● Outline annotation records
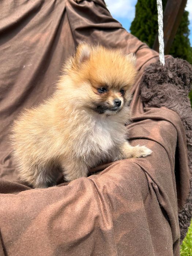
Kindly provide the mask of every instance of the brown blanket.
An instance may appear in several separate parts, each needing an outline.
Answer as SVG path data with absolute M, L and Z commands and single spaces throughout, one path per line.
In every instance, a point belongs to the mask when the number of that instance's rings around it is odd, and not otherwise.
M 123 28 L 102 0 L 2 0 L 0 10 L 0 255 L 179 255 L 178 210 L 189 191 L 185 130 L 174 111 L 144 108 L 140 97 L 144 69 L 158 53 Z M 132 144 L 153 153 L 32 189 L 18 180 L 10 127 L 24 108 L 52 94 L 80 41 L 136 53 L 128 131 Z

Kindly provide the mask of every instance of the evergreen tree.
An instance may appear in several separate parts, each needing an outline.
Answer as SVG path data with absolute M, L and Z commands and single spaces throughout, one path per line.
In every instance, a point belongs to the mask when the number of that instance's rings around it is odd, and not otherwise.
M 167 0 L 162 0 L 163 11 Z M 189 39 L 190 30 L 189 12 L 184 11 L 169 54 L 185 60 L 192 64 L 192 48 Z M 156 0 L 138 0 L 135 6 L 135 16 L 130 27 L 131 33 L 152 48 L 158 31 Z M 192 90 L 189 94 L 192 106 Z

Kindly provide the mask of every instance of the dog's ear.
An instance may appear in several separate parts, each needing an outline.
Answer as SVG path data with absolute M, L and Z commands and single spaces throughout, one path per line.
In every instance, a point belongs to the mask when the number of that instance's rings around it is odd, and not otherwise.
M 91 46 L 84 42 L 81 42 L 78 45 L 75 54 L 75 59 L 78 64 L 81 64 L 87 60 L 91 53 Z
M 136 65 L 137 62 L 137 58 L 136 56 L 133 53 L 127 53 L 125 55 L 125 57 L 127 59 L 129 62 L 131 62 L 135 66 Z

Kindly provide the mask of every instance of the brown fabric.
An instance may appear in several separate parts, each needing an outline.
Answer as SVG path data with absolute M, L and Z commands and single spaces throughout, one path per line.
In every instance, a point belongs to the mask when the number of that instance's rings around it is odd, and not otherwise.
M 166 60 L 164 66 L 158 62 L 147 67 L 140 84 L 142 100 L 145 105 L 164 106 L 176 111 L 185 129 L 188 151 L 185 152 L 185 156 L 178 156 L 179 159 L 182 159 L 188 155 L 190 189 L 187 200 L 184 201 L 182 197 L 186 195 L 183 193 L 187 191 L 183 191 L 182 188 L 187 183 L 189 176 L 184 176 L 182 172 L 176 172 L 181 241 L 185 236 L 192 217 L 192 110 L 188 97 L 192 82 L 192 66 L 186 60 L 172 58 Z M 180 152 L 178 153 L 179 154 Z M 178 161 L 178 163 L 182 165 L 182 161 Z M 179 177 L 177 177 L 178 174 Z M 181 205 L 180 202 L 184 202 L 185 204 Z
M 185 131 L 175 112 L 144 108 L 139 96 L 143 71 L 158 54 L 123 29 L 101 0 L 3 0 L 0 9 L 0 252 L 179 255 L 177 193 L 180 209 L 189 188 Z M 24 108 L 51 95 L 80 41 L 136 53 L 140 71 L 128 130 L 133 145 L 153 152 L 68 184 L 31 189 L 18 180 L 10 127 Z M 176 174 L 186 177 L 178 188 Z

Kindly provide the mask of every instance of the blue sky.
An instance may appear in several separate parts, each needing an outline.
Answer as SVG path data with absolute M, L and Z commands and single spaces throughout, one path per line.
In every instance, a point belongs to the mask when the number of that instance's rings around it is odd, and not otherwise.
M 135 7 L 137 2 L 137 0 L 105 0 L 107 8 L 112 16 L 129 32 L 131 23 L 135 17 Z M 188 0 L 185 10 L 189 13 L 189 40 L 192 47 L 192 0 Z

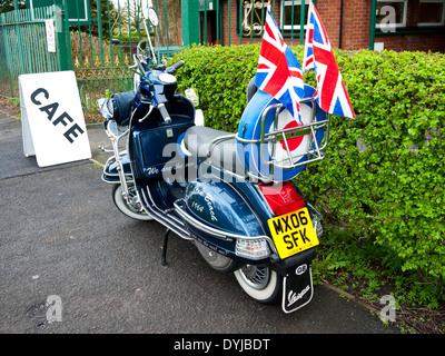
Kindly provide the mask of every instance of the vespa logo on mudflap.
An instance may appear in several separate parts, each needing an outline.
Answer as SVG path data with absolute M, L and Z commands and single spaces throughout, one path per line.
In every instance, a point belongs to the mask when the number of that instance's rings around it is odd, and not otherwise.
M 288 301 L 287 307 L 291 306 L 294 303 L 301 299 L 305 296 L 305 294 L 309 290 L 310 290 L 310 286 L 306 286 L 306 288 L 304 288 L 298 294 L 294 290 L 290 290 L 289 294 L 287 295 L 287 301 Z
M 295 269 L 295 274 L 298 276 L 301 276 L 306 270 L 307 270 L 307 265 L 305 264 L 305 265 L 298 266 Z

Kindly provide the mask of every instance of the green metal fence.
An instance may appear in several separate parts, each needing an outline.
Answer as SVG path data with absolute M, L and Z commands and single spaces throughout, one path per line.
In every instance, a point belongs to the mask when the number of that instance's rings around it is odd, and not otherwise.
M 59 70 L 58 53 L 48 51 L 46 33 L 46 20 L 56 16 L 55 7 L 1 13 L 1 95 L 19 97 L 19 75 Z
M 267 2 L 27 0 L 32 9 L 0 17 L 0 95 L 19 96 L 17 77 L 20 73 L 73 70 L 86 121 L 101 121 L 97 100 L 132 89 L 134 76 L 128 66 L 132 63 L 137 43 L 147 36 L 142 26 L 145 8 L 154 7 L 159 16 L 156 34 L 150 36 L 161 60 L 181 50 L 182 43 L 231 46 L 260 41 Z M 300 34 L 308 2 L 271 0 L 273 14 L 279 19 L 281 33 L 291 44 L 303 43 Z M 49 3 L 53 4 L 37 7 Z M 48 19 L 57 28 L 56 53 L 47 48 Z

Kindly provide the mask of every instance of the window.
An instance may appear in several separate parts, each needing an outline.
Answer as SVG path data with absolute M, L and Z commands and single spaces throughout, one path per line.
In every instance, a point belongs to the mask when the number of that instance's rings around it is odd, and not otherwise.
M 307 11 L 309 10 L 309 0 L 305 1 L 305 22 Z M 293 21 L 294 13 L 294 21 Z M 300 30 L 301 0 L 284 0 L 281 2 L 281 27 L 284 30 Z M 306 29 L 306 23 L 305 23 Z
M 377 0 L 376 28 L 382 31 L 406 27 L 407 0 Z
M 445 0 L 421 0 L 417 26 L 444 26 Z
M 243 1 L 243 36 L 263 34 L 263 22 L 266 21 L 265 0 L 244 0 Z

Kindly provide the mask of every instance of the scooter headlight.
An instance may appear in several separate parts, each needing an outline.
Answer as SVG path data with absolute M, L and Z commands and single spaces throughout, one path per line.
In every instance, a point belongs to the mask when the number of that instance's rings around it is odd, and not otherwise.
M 246 257 L 255 260 L 270 256 L 269 245 L 263 238 L 237 239 L 235 253 L 239 257 Z

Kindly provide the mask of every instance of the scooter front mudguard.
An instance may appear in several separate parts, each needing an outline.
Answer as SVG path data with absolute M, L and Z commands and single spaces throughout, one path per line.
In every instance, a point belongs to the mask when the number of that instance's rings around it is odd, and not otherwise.
M 130 158 L 128 155 L 122 155 L 122 167 L 127 179 L 132 179 L 131 167 L 130 167 Z M 118 164 L 116 162 L 116 157 L 112 156 L 108 158 L 103 171 L 102 171 L 102 180 L 110 184 L 120 182 L 119 172 L 118 172 Z

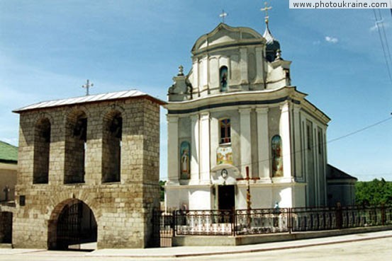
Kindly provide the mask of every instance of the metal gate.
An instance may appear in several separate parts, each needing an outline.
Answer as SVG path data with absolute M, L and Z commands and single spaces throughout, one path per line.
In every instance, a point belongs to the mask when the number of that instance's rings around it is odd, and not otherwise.
M 167 248 L 172 246 L 174 219 L 172 213 L 161 211 L 154 211 L 154 246 Z
M 80 243 L 82 203 L 67 205 L 61 212 L 57 223 L 57 248 L 67 249 L 68 245 Z

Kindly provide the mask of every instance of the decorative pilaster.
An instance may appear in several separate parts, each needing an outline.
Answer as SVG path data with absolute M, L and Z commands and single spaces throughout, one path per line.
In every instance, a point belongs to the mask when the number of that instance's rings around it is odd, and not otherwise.
M 240 144 L 241 150 L 241 174 L 245 177 L 245 168 L 249 166 L 250 173 L 252 172 L 252 150 L 250 147 L 250 108 L 240 108 Z
M 193 60 L 192 70 L 194 71 L 194 93 L 197 91 L 198 95 L 200 96 L 200 81 L 198 79 L 198 59 L 195 58 Z M 196 90 L 195 90 L 196 89 Z
M 198 149 L 199 149 L 199 124 L 198 115 L 191 116 L 191 182 L 198 182 L 199 180 Z
M 206 90 L 208 87 L 208 58 L 203 58 L 201 60 L 201 62 L 203 62 L 201 85 L 203 86 L 203 91 L 204 91 Z
M 255 83 L 263 83 L 264 59 L 263 48 L 256 47 L 256 82 Z
M 268 137 L 268 108 L 257 108 L 257 153 L 259 155 L 259 177 L 261 182 L 271 182 L 269 160 L 271 146 Z
M 167 115 L 167 178 L 168 184 L 179 182 L 179 118 Z
M 301 144 L 301 119 L 299 111 L 301 107 L 297 105 L 294 105 L 293 109 L 293 142 L 294 143 L 294 153 L 293 153 L 295 161 L 295 169 L 294 169 L 294 175 L 296 178 L 302 178 L 302 149 Z
M 200 182 L 209 184 L 210 178 L 210 112 L 200 115 Z
M 291 179 L 291 147 L 290 145 L 290 110 L 289 102 L 281 106 L 280 135 L 282 141 L 283 176 Z
M 248 84 L 247 79 L 247 49 L 240 49 L 240 66 L 241 69 L 241 84 Z

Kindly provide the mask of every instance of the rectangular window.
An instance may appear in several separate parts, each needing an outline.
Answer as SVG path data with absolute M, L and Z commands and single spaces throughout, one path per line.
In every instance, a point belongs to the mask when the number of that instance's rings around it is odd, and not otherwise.
M 220 122 L 220 144 L 231 142 L 230 120 L 223 119 Z
M 312 126 L 311 124 L 307 122 L 306 124 L 306 141 L 308 142 L 308 149 L 312 150 L 313 146 L 313 141 L 312 137 Z
M 321 134 L 321 129 L 318 129 L 318 153 L 321 154 L 323 153 L 323 135 Z

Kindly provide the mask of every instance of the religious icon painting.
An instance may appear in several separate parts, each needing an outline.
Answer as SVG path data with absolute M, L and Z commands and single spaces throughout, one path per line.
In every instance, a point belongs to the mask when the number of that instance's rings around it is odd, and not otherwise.
M 191 145 L 188 141 L 182 141 L 180 146 L 180 178 L 189 180 L 191 178 L 190 163 Z
M 275 135 L 271 140 L 272 177 L 283 177 L 283 158 L 281 151 L 281 138 Z
M 216 149 L 216 165 L 233 165 L 233 149 L 231 147 L 218 147 Z

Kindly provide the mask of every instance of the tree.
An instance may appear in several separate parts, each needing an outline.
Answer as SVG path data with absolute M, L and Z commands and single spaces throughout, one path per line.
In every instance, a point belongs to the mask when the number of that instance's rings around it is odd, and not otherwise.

● DIRECTIONS
Return the lines of the items character for character, beginning at the line that contains "Kindly provide the mask of every instance of the decorative" and stopping after the line that contains "M 255 83 L 263".

● THE RESULT
Kindly provide the mask of every instance of the decorative pilaster.
An instance may appear in several separate parts, each needing an outline.
Answer as SVG path data with absolute M, L and Z commands and single spaces throughout, one path per line.
In every instance, a point belongs to the mask when the number of that instance's rings around it is odd, and not otherwise.
M 240 144 L 241 150 L 241 174 L 245 177 L 245 168 L 249 166 L 250 173 L 252 172 L 252 150 L 250 147 L 250 108 L 240 108 Z
M 193 60 L 192 70 L 194 71 L 194 93 L 197 91 L 198 95 L 200 96 L 200 81 L 198 79 L 198 59 L 195 58 Z M 196 90 L 195 90 L 196 89 Z
M 198 149 L 199 149 L 199 124 L 198 115 L 191 116 L 191 182 L 198 182 L 199 180 Z
M 206 90 L 208 87 L 208 58 L 203 58 L 201 60 L 201 62 L 203 62 L 201 85 L 203 86 L 203 91 L 204 91 Z
M 255 83 L 263 83 L 264 59 L 263 48 L 256 47 L 256 82 Z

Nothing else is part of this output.